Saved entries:
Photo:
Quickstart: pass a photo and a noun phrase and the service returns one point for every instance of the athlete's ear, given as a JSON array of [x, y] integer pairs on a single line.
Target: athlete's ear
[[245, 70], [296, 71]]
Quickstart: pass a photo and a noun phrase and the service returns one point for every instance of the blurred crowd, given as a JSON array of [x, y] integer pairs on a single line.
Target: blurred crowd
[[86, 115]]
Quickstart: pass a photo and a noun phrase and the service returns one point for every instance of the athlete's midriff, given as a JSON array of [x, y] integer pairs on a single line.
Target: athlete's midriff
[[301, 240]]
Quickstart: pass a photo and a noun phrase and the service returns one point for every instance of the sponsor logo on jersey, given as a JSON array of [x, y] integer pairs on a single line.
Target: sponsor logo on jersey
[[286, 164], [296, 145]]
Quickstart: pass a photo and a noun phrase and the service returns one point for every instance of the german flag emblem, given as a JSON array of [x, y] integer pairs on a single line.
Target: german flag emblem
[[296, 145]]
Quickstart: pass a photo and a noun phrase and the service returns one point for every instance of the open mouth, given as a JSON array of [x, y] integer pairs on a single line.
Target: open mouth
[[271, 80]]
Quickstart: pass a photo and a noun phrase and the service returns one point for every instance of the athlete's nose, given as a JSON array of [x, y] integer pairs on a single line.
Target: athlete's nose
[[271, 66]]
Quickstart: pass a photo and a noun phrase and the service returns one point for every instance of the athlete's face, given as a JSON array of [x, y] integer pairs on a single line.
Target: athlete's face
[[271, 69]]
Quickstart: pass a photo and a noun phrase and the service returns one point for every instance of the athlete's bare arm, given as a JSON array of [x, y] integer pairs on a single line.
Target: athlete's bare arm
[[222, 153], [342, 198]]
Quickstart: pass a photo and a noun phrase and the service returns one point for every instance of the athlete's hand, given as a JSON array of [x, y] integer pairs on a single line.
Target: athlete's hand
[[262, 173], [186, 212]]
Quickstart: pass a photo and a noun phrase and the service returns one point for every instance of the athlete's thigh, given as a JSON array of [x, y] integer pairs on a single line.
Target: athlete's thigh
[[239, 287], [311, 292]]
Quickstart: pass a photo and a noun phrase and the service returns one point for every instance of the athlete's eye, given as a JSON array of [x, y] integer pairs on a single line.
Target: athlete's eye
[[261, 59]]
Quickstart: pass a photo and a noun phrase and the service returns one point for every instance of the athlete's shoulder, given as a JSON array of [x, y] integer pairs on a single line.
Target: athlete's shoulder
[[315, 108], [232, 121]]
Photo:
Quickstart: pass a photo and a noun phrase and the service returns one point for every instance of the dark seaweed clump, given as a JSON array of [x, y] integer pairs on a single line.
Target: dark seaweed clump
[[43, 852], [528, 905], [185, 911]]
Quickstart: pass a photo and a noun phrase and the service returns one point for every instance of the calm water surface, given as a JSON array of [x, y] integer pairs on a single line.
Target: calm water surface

TASK DESCRIPTION: The response should consist of every record, written out exactly as given.

ANSWER BOX:
Photo:
Quickstart: pass a photo and a noun phrase and the service returns one point for every instance of the athlete's ear, given as a JSON array of [x, y] integer pairs on a single line.
Target: athlete's ear
[[245, 70], [296, 71]]
Quickstart: pass a photo and a noun phrase and the service returns one point for every instance of the blurred crowd, given as a JSON array of [x, y] integer pairs on a single line.
Target: blurred crowd
[[86, 115]]
Quickstart: pass a photo and a noun phrase and the service returns one point for every instance of the athlete's midriff, given as a JSON array of [x, y] integer pairs on a single line.
Target: athlete's midriff
[[301, 240]]
Quickstart: pass a photo and a noun phrase and the service returns one point for every instance of the sponsor logo on jersey, given as a JSON array of [x, y] integer pairs on a single line.
Target: sponsor logo on jersey
[[286, 164], [296, 145]]
Quickstart: pass a photo and a noun phrase and the service returns one point for every instance of the german flag emblem, given as a JSON array of [x, y] integer pairs on a single line.
Target: german flag emblem
[[296, 145]]
Quickstart: pass a photo and a noun phrase and the service returns one point for every instance of the open mouth, given as a JSON array of [x, y] integer pairs on a single line.
Target: open mouth
[[271, 80]]
Quickstart: pass a photo and a noun phrase and the service returns one point for every instance of the athlete's nose, given as a JSON array of [x, y] integer pairs on a single line.
Target: athlete's nose
[[271, 66]]
Quickstart: pass a photo and a noun phrase and the service returns one point for every instance of the athlete's face, given as a JSON array of [x, y] integer pairs on a single line.
Target: athlete's face
[[271, 69]]
Quickstart: pass a photo and a noun phrase and the service returns one point for every instance of the athlete's bare arm, given as a JSON array of [x, y] integer pairs on a single line.
Target: athlete's bare arm
[[222, 153], [342, 198]]
Quickstart: pass a photo and a noun phrase and the service returns one point for every instance of the athlete's hand, given as a JSON array of [x, y] integer pairs on a single line.
Target: athlete's hand
[[262, 173], [186, 212]]
Quickstart: pass a photo and a noun phrase and the service returns one point for every instance of the athlete's thigh, given as a JSON array of [x, y] integer pairs on a single line.
Target: athlete's thigh
[[239, 287], [311, 292]]
Quickstart: pass a photo and a noun phrase and the service returns one point for every instance of the athlete's eye, given as a JSON array of [x, y] integer pairs on a single line.
Target: athlete's eye
[[261, 59]]
Quickstart: pass a photo and a noun phrase and the service returns one point for every instance of the athlete's shoulder, given as a JSON array of [x, y] integer pairs on a single line.
Target: athlete's shoulder
[[315, 108], [232, 121]]
Photo:
Quickstart: pass a photo and a noun phrase and the service returns one point for every instance of the dark seaweed clump, given as a JSON array of [x, y] integer pairs on a single line.
Target: dark seaweed clump
[[43, 852], [528, 905], [185, 911]]
Quickstart: pass a photo and a noun phrase and the service returns one point for every instance of the calm water surface, given as a JSON array of [x, y] integer pairs on a single line.
Target: calm water surface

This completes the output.